_GOALS_
[1] Reproduce the stretch of the passage on FLWOR expressions from "Get the items" through "(bound to $p)".
[2] In the passage on FLWOR expressions, which two documents does the example query join, and on what key?
==== PASSAGE GIVEN
FOR binds one or more variables in an iterative manner, in the
order that the variables are listed. Values listed previously can
then be used in a subsequent set of values. This also works
similarly to a SQL From clause. Values listed previously can then be
used in a subsequent set of values, as shown below: For $var in (1,2,3) , $varPlus5 in (5+$var, 5+$var, 5+$var)
The three iterations set $var and $varPlus5 to 1,6; 2,7; and 3,8,
respectively.
LET, like FOR, binds variables iteratively, and values can be
computed using previously calculated values. As with FOR, LET can be
thought of as a SQL FROM clause. LET can also be used to perform
joins.
WHERE filters data in the same manner as a SQL WHERE clause.
ORDER BY optionally sorts the data.
RETURN returns the final result set from the filtered and ordered
FLWOR expression.
FLWOR being used with XMLQuery(). Let’s look at
an example where we query and join two documents: partys.xml to an
orders.xml document on the Party key. This XML data is in the Oracle
XML DB Repository. To do this, we will use XMLQuery(); FLWOR; and
XQuery functions doc, count, avg, and integer. These are in the
namespace for built-in XQuery functions,
http://www.w3.org/2003/11/xpath_functions.
The query below reads as follows: Using function fn:doc, FOR all
partyno attributes in partys.xml, join (LET) all order elements in
orders.xml that match on partyno (variable $p was bound in the FOR
statement). This produces a stream of items ($p and $o), with $p
representing a party number and $o a set of orders for that party.
Get the items WHERE there is more than 1 order. ORDER BY the average
amt descending using XQuery function avg in namespace fn. Amt is
attached to order element $o. Return the party number (bound to $p)
and child element ordercount. SELECT XMLQuery()('for $p in fn:doc("/public/partys.xml")/partys/party/@partyno
let $o := fn:doc("/public/orders.xml")/orders/order[@partyno = $p]
where fn:count($o) > 1
order by fn:avg($o/@amt) descending
return <big-party>{$p,
<ordercount>{fn:count($o)}</ordercount>,
<avgamt>{xs:integer(fn:avg($o/@amt))}</avgamt>}
</big-party>'
RETURNING CONTENT) ORDERS FROM DUAL;
ORDERS
<big-party>1111<ordercount>2</ordercount><avgamt>3500</avgamt></big-party>
Yes, this query is doing a lot and shows some of what’s possible
when using FLWOR expressions on XML documents.
========
==== PROVIDED MATERIAL
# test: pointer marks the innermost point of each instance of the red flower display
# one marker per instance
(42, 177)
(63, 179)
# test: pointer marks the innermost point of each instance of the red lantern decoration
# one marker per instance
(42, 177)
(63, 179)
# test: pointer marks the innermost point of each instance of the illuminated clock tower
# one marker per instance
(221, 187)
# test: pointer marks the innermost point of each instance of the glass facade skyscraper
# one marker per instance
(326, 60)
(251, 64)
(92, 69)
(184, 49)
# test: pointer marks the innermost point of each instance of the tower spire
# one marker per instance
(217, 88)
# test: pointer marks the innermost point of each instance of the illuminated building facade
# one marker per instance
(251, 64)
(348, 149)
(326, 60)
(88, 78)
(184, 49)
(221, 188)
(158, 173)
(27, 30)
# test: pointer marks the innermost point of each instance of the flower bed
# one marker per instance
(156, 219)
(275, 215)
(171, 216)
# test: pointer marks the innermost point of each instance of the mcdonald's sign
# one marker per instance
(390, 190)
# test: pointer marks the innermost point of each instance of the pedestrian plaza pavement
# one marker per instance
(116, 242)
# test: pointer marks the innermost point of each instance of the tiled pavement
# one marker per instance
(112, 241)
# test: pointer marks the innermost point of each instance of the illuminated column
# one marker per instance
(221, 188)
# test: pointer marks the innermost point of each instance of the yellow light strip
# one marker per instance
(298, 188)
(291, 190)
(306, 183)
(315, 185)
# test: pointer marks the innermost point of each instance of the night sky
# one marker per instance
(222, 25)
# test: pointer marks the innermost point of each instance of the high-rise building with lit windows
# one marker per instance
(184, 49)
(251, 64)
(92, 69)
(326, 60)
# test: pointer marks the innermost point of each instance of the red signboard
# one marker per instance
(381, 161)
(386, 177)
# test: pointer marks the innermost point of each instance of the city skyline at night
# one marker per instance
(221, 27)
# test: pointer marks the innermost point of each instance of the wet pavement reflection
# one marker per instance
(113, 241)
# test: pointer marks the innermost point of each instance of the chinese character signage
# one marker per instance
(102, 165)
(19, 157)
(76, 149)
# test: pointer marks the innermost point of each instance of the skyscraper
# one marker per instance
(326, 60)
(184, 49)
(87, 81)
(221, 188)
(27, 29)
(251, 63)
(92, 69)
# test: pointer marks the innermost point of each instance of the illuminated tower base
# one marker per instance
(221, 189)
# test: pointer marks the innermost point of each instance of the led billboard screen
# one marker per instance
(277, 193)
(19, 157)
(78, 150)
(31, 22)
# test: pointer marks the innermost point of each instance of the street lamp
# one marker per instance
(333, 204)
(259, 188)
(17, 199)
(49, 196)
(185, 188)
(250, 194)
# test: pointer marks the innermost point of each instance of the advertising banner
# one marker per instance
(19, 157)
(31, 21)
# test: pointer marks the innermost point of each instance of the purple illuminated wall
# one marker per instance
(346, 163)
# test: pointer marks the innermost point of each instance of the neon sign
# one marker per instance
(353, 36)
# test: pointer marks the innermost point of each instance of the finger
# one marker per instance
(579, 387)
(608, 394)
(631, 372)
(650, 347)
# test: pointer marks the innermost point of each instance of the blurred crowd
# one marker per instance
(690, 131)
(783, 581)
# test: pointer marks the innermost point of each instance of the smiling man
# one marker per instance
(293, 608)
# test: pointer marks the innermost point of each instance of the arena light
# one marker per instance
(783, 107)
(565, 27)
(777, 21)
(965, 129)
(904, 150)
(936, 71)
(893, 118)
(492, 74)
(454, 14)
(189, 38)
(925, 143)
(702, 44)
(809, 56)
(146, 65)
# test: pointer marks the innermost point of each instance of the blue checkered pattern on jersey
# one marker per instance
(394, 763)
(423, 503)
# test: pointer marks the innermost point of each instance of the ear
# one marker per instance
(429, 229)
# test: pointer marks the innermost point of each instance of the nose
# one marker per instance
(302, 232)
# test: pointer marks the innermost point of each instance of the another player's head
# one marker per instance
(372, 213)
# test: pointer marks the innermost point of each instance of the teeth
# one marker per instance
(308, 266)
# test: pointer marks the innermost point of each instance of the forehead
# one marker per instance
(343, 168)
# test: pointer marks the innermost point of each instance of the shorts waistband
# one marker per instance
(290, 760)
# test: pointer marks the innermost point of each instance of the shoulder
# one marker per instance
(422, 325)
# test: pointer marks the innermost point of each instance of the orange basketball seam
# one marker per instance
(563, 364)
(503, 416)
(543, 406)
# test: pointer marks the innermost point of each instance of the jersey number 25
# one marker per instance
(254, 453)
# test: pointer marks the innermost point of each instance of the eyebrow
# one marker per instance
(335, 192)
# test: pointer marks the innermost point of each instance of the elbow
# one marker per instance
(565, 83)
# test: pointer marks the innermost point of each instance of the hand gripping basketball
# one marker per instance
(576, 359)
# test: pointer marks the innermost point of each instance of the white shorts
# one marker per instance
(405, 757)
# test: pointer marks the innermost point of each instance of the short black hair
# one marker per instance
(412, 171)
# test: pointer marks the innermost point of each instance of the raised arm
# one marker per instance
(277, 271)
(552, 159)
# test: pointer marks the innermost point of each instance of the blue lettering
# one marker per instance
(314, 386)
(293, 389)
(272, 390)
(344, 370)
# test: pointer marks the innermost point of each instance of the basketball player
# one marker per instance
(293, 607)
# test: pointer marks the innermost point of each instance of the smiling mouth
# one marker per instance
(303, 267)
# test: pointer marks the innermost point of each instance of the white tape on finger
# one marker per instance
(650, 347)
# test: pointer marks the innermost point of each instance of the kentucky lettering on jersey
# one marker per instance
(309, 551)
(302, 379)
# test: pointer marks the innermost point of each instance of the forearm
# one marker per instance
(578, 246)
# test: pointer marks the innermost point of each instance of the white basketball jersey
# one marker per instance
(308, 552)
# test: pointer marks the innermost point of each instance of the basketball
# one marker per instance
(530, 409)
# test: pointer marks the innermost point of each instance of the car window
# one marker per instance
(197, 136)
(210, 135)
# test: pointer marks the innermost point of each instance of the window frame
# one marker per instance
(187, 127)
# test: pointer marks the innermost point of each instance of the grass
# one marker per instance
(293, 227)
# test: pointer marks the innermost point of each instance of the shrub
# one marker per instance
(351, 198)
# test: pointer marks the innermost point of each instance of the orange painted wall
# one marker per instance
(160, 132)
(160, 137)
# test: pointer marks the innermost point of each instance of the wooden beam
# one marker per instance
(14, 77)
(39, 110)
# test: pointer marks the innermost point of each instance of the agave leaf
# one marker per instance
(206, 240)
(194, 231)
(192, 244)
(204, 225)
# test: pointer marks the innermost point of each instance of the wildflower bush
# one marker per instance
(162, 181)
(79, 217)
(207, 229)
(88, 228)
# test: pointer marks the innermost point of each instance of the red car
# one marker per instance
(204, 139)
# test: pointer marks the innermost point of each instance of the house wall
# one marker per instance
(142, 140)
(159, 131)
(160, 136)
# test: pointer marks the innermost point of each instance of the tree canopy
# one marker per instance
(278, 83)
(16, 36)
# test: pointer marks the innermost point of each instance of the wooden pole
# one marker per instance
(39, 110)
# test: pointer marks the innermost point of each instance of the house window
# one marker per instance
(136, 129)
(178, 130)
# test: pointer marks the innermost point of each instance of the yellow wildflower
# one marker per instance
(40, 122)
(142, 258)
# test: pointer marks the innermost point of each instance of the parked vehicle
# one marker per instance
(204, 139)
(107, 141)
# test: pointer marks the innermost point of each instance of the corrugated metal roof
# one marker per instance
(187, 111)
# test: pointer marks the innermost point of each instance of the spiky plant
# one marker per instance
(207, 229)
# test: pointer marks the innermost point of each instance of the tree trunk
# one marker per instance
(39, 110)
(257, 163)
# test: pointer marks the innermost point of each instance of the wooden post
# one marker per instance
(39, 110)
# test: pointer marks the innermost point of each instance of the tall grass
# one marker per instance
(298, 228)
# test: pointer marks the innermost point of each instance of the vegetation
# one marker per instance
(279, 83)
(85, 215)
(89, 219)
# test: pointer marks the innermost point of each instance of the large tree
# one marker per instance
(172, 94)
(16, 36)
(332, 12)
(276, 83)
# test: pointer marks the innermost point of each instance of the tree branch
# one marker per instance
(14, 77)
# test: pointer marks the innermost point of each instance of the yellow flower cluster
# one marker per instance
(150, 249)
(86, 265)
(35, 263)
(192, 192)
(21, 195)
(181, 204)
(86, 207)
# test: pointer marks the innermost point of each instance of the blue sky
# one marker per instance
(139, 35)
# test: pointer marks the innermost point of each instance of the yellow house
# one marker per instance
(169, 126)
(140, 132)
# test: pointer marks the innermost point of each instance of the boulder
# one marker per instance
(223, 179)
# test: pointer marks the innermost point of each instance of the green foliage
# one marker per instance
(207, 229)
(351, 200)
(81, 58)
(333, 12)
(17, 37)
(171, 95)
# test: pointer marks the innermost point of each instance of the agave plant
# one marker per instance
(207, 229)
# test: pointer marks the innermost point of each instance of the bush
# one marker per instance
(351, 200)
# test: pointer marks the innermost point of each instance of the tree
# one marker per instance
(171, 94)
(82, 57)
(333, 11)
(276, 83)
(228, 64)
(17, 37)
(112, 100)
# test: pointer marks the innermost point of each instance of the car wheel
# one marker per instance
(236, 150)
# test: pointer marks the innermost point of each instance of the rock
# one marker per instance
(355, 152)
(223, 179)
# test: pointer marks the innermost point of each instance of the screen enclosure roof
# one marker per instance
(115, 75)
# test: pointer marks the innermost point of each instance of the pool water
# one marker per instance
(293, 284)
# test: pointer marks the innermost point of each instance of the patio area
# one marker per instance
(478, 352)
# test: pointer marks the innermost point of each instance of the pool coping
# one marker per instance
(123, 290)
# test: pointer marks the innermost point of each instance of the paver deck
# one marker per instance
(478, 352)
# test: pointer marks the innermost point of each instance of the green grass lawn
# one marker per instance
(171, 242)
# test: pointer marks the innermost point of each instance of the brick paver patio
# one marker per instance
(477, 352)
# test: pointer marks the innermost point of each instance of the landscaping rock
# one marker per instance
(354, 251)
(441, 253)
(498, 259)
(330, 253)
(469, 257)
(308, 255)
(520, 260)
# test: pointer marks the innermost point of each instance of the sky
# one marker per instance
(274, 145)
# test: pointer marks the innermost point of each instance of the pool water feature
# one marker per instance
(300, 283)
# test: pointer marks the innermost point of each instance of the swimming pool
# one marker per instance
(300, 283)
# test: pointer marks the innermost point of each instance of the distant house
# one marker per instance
========
_TASK-BY-TASK OUTPUTS_
[1]
Get the items WHERE there is more than 1 order. ORDER BY the average
amt descending using XQuery function avg in namespace fn. Amt is
attached to order element $o. Return the party number (bound to $p)

[2] It joins partys.xml to orders.xml on the Party key.